• Activity:
Nothing goes in the answer except the line that contains "Find the desk" and the lines after it to the end of the material below, unchanged.
START Records for this exercise
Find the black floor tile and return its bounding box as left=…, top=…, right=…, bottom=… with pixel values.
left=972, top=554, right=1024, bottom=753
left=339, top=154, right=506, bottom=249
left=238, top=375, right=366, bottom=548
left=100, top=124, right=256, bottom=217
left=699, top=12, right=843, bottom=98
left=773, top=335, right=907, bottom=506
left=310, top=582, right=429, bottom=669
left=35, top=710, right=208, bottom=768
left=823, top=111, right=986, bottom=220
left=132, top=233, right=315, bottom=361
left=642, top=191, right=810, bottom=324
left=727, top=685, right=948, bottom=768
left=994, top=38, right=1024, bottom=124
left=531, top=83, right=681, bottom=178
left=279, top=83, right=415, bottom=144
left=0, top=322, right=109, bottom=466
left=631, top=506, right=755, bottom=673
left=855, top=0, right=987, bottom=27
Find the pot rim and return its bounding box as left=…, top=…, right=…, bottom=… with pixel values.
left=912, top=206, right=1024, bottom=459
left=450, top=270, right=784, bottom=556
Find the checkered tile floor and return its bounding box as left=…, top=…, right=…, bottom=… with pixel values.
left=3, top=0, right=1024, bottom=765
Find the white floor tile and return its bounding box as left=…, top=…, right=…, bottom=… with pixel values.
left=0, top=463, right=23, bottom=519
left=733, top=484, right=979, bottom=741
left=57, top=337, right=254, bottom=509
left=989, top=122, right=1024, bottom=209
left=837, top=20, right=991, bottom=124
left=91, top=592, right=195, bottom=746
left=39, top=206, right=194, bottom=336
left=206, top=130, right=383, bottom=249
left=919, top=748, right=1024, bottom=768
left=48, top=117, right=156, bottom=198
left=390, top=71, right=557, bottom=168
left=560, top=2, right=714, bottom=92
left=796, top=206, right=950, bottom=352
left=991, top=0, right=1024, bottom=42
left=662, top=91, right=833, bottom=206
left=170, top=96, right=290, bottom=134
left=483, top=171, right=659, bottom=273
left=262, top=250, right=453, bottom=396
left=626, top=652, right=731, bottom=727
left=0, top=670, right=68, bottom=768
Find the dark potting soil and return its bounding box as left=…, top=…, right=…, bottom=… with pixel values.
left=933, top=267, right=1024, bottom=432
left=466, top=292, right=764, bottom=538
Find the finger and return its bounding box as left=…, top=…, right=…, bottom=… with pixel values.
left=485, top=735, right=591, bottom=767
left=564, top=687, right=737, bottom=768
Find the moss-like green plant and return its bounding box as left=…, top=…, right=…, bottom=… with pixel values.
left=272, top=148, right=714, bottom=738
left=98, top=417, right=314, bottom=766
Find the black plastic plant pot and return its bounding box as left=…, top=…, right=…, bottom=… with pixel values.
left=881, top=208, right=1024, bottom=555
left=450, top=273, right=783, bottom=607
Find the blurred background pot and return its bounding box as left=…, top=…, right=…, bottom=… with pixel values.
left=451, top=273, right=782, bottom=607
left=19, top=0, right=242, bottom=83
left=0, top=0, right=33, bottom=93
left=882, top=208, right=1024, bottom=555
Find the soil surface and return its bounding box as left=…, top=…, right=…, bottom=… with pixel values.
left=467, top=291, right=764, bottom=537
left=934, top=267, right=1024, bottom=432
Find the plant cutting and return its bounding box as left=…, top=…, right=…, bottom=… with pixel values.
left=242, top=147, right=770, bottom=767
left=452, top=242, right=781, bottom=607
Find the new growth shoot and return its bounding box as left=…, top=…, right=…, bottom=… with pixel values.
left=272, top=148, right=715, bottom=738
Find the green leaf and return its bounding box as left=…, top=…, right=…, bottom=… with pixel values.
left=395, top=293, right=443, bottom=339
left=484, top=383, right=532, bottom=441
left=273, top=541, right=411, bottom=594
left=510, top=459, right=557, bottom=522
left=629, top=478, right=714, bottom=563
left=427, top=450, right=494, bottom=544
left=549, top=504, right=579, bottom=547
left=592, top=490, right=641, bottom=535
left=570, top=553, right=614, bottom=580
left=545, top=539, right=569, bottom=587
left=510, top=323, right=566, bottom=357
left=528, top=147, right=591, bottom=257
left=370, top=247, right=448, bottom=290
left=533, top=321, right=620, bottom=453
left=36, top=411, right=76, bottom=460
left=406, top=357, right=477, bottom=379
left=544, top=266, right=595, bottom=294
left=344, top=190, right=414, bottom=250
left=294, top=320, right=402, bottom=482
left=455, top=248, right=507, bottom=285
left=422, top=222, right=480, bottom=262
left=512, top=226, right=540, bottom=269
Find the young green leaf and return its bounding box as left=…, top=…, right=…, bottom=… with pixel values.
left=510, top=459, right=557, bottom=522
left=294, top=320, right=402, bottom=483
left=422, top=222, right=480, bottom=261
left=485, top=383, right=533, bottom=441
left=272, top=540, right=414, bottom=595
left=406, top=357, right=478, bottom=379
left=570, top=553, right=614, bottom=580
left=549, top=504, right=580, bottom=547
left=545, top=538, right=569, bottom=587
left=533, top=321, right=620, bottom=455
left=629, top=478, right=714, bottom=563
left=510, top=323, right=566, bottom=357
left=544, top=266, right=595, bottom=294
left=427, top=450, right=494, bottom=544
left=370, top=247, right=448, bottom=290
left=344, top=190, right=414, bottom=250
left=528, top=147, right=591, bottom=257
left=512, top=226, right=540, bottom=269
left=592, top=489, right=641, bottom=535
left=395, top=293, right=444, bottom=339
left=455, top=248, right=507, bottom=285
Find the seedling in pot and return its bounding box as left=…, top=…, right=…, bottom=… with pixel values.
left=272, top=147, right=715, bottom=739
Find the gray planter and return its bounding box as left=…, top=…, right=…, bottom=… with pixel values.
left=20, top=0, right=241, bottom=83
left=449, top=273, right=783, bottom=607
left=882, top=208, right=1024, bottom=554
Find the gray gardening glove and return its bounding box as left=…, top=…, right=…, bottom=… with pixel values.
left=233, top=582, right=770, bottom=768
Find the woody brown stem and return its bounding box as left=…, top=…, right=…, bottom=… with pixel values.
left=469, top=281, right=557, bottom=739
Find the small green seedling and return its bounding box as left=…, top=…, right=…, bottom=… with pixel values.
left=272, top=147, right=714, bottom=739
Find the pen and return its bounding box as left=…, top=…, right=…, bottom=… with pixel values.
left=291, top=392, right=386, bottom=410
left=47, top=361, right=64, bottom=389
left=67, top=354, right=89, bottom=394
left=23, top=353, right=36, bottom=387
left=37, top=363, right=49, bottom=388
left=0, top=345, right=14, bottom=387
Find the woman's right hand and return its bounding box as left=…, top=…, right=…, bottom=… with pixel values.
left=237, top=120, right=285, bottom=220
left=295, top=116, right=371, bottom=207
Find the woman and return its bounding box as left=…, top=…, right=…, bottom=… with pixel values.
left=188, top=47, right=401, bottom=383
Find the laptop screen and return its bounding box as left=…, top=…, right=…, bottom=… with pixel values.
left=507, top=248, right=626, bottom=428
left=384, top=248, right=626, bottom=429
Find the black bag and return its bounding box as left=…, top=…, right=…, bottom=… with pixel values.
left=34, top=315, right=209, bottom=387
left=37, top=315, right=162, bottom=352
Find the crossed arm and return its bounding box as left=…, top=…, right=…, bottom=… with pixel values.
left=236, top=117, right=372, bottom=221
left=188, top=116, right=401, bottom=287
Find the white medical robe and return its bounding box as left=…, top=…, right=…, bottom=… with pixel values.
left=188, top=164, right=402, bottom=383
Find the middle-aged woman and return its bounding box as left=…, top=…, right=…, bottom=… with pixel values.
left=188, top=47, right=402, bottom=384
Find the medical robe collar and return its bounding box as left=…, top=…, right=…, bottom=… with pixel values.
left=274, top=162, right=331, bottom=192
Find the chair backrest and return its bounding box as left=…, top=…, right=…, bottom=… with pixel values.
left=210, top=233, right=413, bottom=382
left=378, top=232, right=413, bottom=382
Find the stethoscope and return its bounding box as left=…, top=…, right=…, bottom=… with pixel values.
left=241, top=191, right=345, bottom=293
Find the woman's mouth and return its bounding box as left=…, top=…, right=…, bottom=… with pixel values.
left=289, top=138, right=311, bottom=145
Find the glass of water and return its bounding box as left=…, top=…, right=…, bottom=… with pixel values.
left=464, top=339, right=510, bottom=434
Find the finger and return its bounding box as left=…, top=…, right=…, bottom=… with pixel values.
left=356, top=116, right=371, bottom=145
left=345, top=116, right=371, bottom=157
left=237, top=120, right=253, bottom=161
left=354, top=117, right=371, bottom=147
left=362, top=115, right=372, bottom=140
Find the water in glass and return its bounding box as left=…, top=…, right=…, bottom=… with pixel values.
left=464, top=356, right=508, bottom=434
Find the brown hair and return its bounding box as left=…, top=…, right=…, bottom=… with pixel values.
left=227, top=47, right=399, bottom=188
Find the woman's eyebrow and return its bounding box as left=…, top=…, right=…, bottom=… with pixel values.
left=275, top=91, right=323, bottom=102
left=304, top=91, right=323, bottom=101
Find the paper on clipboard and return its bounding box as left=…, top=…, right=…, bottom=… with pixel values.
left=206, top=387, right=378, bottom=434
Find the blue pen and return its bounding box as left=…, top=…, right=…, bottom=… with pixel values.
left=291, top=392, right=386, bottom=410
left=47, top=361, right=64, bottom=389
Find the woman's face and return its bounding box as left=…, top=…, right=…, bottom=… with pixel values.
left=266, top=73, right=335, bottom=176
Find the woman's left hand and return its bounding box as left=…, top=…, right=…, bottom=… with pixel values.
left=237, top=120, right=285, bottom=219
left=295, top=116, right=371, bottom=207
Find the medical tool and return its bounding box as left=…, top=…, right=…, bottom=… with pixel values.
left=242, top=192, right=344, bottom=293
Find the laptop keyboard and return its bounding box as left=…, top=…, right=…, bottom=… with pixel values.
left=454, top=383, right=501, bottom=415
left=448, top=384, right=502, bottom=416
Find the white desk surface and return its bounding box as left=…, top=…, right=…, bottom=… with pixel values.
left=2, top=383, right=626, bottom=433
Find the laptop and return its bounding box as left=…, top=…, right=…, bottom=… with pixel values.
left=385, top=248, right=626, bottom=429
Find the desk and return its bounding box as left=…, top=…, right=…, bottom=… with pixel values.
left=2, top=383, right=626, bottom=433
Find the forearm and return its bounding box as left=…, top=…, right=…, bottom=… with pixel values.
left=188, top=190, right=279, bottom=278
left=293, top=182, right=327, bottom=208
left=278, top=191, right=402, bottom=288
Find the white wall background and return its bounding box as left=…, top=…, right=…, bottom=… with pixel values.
END Records for this exercise
• Expected answer:
Find the desk and return its bounding box as left=…, top=…, right=…, bottom=… with pixel values.
left=2, top=383, right=626, bottom=433
Find the forearm and return its bounding box as left=…, top=…, right=…, bottom=… with pixel values.
left=188, top=190, right=279, bottom=278
left=293, top=182, right=327, bottom=208
left=278, top=191, right=402, bottom=288
Find the white wall background and return its bounding box as left=…, top=…, right=…, bottom=… with pixel values.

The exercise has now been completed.